(Provided material)
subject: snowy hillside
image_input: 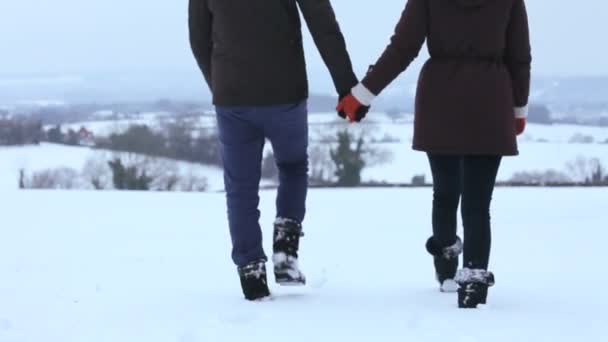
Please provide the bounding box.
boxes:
[363,137,608,184]
[3,113,608,191]
[314,115,608,183]
[56,112,608,184]
[0,143,226,191]
[0,188,605,341]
(End Provided material)
• Required action: All of the data above needs to be retyped exactly, with the pictures removed.

• Output of the exercise:
subject: snowy hillside
image_input: 
Please provide the bounding box.
boxes:
[363,137,608,184]
[3,113,608,191]
[314,115,608,183]
[56,112,608,184]
[0,143,226,191]
[0,188,605,341]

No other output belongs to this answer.